*INSTRUCTIONS FOR THE TASK*.
Count how many lines in the records below contain the word "roof", and give only that number.

*EXCERPTED DATA*.
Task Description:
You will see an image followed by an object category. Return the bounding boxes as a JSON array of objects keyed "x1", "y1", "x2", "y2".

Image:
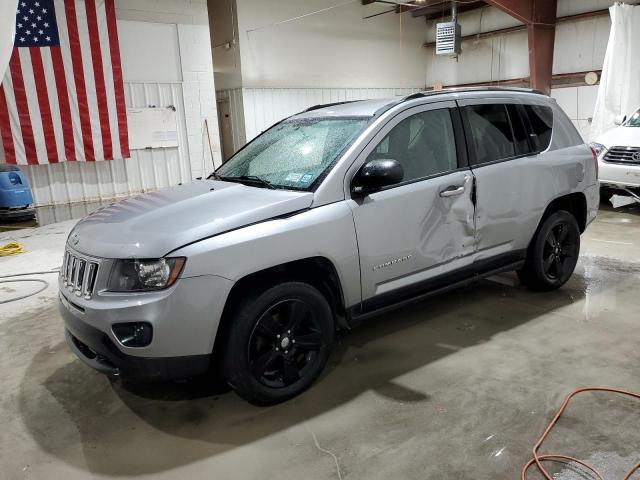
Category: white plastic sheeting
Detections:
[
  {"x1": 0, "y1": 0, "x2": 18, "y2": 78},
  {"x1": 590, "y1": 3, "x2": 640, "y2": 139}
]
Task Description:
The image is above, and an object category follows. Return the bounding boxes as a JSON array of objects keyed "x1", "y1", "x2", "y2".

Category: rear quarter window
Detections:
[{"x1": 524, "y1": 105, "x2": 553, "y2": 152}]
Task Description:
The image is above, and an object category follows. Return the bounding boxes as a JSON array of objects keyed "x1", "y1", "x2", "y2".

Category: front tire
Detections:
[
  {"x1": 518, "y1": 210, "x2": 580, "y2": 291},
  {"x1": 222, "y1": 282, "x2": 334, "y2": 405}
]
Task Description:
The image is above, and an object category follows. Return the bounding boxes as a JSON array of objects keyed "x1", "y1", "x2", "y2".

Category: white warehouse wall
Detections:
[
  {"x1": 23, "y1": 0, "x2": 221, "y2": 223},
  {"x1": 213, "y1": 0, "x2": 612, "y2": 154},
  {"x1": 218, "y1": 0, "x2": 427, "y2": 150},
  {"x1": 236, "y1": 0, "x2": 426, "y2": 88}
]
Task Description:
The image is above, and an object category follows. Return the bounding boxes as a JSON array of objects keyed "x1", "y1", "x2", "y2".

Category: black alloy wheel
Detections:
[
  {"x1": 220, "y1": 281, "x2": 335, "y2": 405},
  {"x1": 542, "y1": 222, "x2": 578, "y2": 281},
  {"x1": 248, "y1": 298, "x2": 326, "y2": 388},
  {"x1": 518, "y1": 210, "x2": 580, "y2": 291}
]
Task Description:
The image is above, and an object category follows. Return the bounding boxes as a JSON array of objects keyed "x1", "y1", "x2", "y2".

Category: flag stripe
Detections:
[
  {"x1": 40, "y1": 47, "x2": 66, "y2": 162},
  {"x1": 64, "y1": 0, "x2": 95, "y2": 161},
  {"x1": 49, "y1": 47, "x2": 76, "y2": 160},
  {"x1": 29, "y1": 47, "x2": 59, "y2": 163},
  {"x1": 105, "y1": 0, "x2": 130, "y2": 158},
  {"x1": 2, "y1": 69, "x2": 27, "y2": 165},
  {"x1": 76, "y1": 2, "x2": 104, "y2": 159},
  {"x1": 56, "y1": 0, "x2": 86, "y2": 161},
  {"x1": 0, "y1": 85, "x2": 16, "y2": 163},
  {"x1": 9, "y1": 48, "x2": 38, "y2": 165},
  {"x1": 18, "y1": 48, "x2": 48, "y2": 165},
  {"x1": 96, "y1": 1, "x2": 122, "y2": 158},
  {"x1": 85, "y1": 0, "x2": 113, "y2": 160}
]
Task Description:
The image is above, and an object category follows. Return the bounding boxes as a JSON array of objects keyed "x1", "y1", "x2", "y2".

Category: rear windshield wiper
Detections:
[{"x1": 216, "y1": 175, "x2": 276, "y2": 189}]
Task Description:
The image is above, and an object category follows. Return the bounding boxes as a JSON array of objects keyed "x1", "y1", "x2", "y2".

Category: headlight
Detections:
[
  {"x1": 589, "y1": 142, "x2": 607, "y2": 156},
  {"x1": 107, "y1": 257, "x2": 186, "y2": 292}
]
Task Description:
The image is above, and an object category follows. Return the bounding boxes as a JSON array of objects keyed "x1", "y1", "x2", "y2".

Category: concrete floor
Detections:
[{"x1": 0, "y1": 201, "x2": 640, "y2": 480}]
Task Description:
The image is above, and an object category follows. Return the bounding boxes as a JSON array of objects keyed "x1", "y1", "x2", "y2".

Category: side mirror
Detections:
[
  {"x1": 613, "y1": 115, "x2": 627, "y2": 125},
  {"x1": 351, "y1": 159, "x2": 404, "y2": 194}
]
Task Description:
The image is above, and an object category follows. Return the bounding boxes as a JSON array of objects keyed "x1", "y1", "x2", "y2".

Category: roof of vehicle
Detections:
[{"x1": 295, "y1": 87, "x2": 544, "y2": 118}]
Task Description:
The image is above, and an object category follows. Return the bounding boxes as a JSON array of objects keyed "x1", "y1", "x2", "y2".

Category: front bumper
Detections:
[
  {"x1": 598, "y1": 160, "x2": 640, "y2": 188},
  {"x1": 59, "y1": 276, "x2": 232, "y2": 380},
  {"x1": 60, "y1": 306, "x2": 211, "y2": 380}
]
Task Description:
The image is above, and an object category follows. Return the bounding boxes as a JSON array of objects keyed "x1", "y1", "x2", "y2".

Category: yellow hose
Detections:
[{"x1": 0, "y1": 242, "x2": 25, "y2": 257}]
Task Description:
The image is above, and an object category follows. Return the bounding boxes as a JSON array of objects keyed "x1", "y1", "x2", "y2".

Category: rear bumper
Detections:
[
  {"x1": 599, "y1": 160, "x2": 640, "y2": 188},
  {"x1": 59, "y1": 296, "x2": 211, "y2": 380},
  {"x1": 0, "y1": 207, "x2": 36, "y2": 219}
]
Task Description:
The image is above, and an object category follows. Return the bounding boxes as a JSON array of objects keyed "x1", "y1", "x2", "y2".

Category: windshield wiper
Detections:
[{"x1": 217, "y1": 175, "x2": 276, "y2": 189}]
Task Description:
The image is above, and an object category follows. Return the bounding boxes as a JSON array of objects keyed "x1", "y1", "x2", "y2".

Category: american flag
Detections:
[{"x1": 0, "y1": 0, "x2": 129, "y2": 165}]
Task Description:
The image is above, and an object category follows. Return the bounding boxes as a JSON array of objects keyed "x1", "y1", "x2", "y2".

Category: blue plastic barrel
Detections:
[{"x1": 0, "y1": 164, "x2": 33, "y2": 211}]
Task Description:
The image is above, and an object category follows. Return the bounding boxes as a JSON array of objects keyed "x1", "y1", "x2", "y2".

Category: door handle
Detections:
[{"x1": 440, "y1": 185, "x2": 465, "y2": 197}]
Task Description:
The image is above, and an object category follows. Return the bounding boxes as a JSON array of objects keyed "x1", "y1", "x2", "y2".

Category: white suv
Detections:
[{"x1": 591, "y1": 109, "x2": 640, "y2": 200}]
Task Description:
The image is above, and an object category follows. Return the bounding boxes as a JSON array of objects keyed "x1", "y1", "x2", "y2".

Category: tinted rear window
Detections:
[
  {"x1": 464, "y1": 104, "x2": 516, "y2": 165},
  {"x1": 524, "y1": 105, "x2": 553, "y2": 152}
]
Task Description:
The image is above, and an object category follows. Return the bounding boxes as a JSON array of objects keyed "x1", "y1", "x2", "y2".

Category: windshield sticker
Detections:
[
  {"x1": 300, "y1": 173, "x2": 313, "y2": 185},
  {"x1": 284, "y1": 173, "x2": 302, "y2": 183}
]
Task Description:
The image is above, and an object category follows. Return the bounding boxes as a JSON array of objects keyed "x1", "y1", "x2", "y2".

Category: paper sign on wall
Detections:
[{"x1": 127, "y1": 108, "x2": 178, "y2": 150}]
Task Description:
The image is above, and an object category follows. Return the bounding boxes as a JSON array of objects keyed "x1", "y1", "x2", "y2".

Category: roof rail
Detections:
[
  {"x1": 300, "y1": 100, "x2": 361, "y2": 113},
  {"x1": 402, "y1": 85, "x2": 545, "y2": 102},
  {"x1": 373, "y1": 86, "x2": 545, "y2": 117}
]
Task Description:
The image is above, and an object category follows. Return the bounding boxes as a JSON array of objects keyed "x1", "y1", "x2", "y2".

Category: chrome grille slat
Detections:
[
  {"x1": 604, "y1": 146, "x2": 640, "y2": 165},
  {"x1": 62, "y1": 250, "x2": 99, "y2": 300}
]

* * *

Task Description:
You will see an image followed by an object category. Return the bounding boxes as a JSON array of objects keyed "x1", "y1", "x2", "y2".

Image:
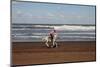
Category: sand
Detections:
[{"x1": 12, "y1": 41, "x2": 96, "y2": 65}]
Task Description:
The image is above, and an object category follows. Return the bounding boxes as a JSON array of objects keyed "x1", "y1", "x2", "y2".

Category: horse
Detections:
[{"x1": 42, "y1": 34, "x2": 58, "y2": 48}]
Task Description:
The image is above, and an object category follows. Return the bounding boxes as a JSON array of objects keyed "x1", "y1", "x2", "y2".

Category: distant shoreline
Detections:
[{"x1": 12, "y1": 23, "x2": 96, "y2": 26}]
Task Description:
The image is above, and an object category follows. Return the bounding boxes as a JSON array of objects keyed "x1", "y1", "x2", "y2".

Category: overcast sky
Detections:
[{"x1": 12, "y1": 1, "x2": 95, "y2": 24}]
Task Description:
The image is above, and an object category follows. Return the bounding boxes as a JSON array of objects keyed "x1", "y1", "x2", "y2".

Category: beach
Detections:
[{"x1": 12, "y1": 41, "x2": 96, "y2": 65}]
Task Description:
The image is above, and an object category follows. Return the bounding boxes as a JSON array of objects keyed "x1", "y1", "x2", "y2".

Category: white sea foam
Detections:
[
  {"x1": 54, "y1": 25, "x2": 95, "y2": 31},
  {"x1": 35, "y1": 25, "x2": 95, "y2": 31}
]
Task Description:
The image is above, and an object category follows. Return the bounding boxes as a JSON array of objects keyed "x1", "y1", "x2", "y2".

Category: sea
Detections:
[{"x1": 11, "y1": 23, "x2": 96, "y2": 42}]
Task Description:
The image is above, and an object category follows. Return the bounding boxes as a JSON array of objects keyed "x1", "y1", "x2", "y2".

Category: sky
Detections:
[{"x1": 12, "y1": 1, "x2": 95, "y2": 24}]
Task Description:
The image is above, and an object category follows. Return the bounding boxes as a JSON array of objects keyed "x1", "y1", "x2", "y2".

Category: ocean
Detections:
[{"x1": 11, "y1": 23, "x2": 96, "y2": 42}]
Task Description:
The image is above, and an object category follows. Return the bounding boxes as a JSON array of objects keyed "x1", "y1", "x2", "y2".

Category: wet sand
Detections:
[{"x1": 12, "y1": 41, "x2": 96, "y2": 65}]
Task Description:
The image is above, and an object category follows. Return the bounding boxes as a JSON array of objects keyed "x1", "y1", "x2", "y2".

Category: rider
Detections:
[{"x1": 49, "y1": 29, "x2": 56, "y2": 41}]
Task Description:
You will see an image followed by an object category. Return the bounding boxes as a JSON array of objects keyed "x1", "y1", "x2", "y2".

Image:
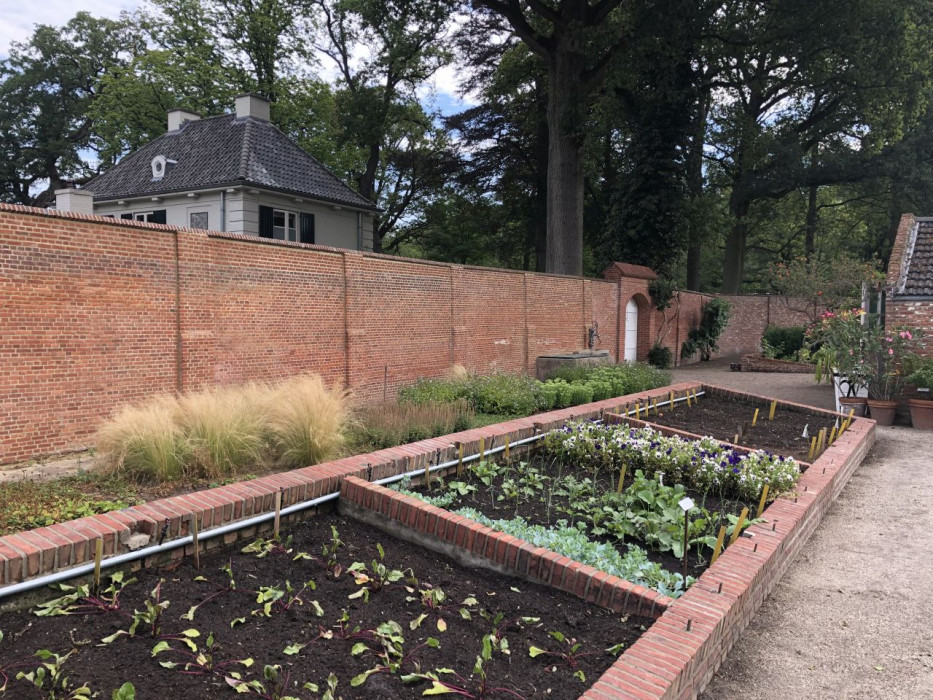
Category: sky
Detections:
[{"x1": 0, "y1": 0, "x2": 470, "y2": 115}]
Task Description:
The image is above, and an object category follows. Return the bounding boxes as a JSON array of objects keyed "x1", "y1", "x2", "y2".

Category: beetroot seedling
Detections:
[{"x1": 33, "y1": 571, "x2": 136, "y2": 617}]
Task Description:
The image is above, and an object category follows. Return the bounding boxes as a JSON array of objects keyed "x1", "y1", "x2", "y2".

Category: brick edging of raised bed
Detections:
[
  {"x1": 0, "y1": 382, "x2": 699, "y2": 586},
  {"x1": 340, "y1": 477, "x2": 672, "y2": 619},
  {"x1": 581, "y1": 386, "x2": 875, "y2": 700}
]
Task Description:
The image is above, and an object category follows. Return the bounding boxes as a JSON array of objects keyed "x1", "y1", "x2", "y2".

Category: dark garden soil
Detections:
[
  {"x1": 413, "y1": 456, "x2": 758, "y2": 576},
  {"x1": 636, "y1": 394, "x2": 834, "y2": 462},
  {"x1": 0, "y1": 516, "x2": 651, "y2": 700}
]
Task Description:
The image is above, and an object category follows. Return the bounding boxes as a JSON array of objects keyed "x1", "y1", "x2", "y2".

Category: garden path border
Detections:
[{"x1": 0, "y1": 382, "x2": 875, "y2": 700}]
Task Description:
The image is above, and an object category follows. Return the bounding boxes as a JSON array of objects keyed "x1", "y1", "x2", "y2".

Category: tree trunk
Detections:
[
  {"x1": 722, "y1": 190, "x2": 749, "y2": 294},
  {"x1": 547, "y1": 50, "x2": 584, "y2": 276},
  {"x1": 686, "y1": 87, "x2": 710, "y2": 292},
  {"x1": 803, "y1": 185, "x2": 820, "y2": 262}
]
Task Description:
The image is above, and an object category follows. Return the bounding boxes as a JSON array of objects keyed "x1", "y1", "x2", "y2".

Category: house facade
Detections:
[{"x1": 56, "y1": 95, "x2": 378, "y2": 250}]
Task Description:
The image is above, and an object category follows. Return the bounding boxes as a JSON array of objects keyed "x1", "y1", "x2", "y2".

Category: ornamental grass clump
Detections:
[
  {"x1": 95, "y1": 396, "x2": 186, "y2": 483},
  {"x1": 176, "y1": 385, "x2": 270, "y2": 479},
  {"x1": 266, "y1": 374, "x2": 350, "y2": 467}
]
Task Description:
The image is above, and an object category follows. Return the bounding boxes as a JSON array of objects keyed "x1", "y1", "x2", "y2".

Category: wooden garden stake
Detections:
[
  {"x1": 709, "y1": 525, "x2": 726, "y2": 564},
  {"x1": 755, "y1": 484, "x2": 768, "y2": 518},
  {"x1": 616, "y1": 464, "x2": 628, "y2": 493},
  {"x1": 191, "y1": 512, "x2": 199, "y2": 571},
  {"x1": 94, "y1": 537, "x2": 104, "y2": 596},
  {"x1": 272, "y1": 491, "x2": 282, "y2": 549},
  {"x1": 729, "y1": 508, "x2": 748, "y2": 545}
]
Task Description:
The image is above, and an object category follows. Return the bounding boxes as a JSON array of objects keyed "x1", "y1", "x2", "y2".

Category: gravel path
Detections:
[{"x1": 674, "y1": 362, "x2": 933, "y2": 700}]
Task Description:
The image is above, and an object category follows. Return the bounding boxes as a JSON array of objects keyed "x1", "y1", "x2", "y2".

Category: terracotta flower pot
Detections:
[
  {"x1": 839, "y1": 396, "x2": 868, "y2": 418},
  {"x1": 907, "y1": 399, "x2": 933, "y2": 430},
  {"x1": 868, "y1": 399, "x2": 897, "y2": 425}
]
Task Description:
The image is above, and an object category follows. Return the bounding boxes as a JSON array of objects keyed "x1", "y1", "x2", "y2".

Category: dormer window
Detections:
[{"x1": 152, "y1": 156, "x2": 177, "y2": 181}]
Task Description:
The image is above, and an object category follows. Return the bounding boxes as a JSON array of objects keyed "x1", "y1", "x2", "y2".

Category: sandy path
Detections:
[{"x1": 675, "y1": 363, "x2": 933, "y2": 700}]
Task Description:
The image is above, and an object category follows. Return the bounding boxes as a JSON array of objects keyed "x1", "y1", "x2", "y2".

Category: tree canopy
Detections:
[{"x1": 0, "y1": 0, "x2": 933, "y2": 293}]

*WRITTEN RESPONSE*.
2